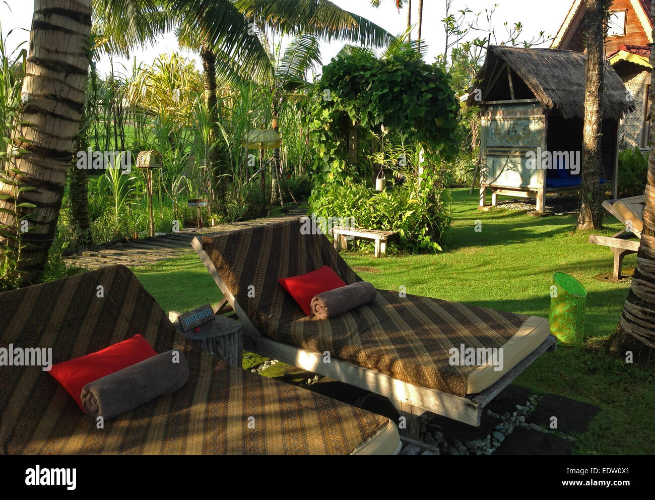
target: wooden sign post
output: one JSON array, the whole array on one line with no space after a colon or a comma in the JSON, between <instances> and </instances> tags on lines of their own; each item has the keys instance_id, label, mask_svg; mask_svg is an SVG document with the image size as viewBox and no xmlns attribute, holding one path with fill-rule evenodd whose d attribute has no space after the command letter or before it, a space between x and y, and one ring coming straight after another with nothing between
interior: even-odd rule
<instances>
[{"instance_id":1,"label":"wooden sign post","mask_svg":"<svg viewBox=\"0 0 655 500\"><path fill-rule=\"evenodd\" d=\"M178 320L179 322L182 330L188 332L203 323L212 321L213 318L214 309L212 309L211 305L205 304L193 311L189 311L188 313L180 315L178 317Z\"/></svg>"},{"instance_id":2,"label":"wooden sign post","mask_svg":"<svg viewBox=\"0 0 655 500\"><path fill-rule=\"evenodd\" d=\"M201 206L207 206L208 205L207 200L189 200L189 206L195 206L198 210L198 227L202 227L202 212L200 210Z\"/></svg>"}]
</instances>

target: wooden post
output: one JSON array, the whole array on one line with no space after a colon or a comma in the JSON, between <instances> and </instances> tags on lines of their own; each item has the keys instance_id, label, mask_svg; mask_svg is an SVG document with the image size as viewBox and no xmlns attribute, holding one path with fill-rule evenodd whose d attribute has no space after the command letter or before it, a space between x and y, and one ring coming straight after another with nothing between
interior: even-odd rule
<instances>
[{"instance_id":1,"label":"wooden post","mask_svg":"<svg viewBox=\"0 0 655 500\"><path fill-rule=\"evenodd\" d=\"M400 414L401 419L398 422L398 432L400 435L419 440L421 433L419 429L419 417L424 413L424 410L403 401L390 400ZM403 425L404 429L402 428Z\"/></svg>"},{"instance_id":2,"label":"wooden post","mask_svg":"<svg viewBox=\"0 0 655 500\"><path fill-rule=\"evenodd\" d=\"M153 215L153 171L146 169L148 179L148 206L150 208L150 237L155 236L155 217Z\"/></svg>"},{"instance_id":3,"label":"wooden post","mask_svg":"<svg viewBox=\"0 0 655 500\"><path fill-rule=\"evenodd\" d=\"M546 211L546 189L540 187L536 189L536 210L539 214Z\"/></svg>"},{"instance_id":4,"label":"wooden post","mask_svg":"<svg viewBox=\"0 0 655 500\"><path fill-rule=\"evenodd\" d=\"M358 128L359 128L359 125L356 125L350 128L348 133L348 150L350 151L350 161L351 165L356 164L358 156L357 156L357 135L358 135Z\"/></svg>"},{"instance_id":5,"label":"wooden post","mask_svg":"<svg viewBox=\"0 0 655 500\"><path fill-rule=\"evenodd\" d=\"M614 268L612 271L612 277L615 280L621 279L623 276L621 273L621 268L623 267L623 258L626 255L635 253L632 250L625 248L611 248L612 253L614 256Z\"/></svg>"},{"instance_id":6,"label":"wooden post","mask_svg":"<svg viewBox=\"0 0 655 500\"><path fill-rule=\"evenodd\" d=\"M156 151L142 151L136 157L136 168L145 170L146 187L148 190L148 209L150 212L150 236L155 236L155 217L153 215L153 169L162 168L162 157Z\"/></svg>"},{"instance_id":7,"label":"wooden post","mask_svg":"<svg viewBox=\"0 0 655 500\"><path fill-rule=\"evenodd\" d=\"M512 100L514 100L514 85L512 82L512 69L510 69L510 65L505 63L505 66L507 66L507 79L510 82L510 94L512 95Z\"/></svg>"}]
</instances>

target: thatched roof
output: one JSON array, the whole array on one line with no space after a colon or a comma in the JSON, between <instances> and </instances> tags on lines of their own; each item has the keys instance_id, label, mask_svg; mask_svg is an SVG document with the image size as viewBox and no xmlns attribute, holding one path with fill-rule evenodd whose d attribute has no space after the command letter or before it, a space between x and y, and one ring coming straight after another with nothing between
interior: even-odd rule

• _Task statement_
Reproduce every line exactly and omit all pictures.

• _Task output_
target: wooden sign post
output: one JSON array, the whole array on one line with no space after a colon or a comma in the JSON, between <instances> and </instances> tags on lines of their own; each item has the keys instance_id, label, mask_svg; mask_svg is an SVG document with the image size as viewBox and no xmlns attribute, holding one path with fill-rule evenodd whose d attribute has no space after the command letter or before it, a space between x and y, and one ring coming straight after another with nothing between
interior: even-odd rule
<instances>
[{"instance_id":1,"label":"wooden sign post","mask_svg":"<svg viewBox=\"0 0 655 500\"><path fill-rule=\"evenodd\" d=\"M178 320L179 322L182 330L188 332L203 323L212 321L213 318L214 309L212 309L211 305L205 304L193 311L189 311L188 313L180 315L178 317Z\"/></svg>"},{"instance_id":2,"label":"wooden sign post","mask_svg":"<svg viewBox=\"0 0 655 500\"><path fill-rule=\"evenodd\" d=\"M201 206L207 206L208 205L207 200L189 200L189 206L195 206L198 210L198 227L202 227L202 212L200 210Z\"/></svg>"}]
</instances>

target: wooden post
output: one JSON array, the whole array on one line with no space after a colon or a comma in the JSON, between <instances> and </instances> tags on lines of their own; each item has the keys instance_id, label, mask_svg; mask_svg is an SVG document with the image size as viewBox and no xmlns attribute, holding one path with fill-rule evenodd whose d attribute has no space after the command letter or before it, a space between x and y, and one ring coming straight after another with nothing between
interior: even-odd rule
<instances>
[{"instance_id":1,"label":"wooden post","mask_svg":"<svg viewBox=\"0 0 655 500\"><path fill-rule=\"evenodd\" d=\"M400 414L401 419L398 422L398 432L400 435L419 440L421 433L419 429L419 417L424 413L424 410L403 401L390 400ZM403 425L404 429L402 428Z\"/></svg>"},{"instance_id":2,"label":"wooden post","mask_svg":"<svg viewBox=\"0 0 655 500\"><path fill-rule=\"evenodd\" d=\"M153 215L153 171L146 169L148 179L148 206L150 208L150 237L155 236L155 217Z\"/></svg>"},{"instance_id":3,"label":"wooden post","mask_svg":"<svg viewBox=\"0 0 655 500\"><path fill-rule=\"evenodd\" d=\"M546 211L546 189L540 187L536 189L536 210L539 214Z\"/></svg>"},{"instance_id":4,"label":"wooden post","mask_svg":"<svg viewBox=\"0 0 655 500\"><path fill-rule=\"evenodd\" d=\"M358 128L359 128L359 125L356 125L350 128L348 133L348 150L350 151L350 161L351 165L356 164L358 156L357 156L357 135L358 135Z\"/></svg>"},{"instance_id":5,"label":"wooden post","mask_svg":"<svg viewBox=\"0 0 655 500\"><path fill-rule=\"evenodd\" d=\"M614 268L612 271L612 277L615 280L621 279L623 276L621 273L621 268L623 267L623 258L626 255L635 253L632 250L625 248L611 248L612 253L614 256Z\"/></svg>"},{"instance_id":6,"label":"wooden post","mask_svg":"<svg viewBox=\"0 0 655 500\"><path fill-rule=\"evenodd\" d=\"M156 151L142 151L136 157L136 168L145 170L146 187L148 190L148 209L150 212L150 236L155 236L155 217L153 215L153 169L162 168L162 157Z\"/></svg>"},{"instance_id":7,"label":"wooden post","mask_svg":"<svg viewBox=\"0 0 655 500\"><path fill-rule=\"evenodd\" d=\"M512 100L514 100L514 85L512 82L512 69L510 69L510 65L505 63L505 66L507 66L507 79L510 82L510 94L512 95Z\"/></svg>"}]
</instances>

target: thatched roof
output: one JSON array, the whole array on one line with no space after a colon or a comma in the JSON, between <instances> and </instances> tags on lines of their own; each item has the keys instance_id, label, mask_svg; mask_svg is an SVG document with the image size as viewBox and no xmlns attribute, holding one path with fill-rule evenodd whose d attribute has no space after the command letter or before it, a space between x and y, and one ring coming straight after another with nothing between
interior: even-odd rule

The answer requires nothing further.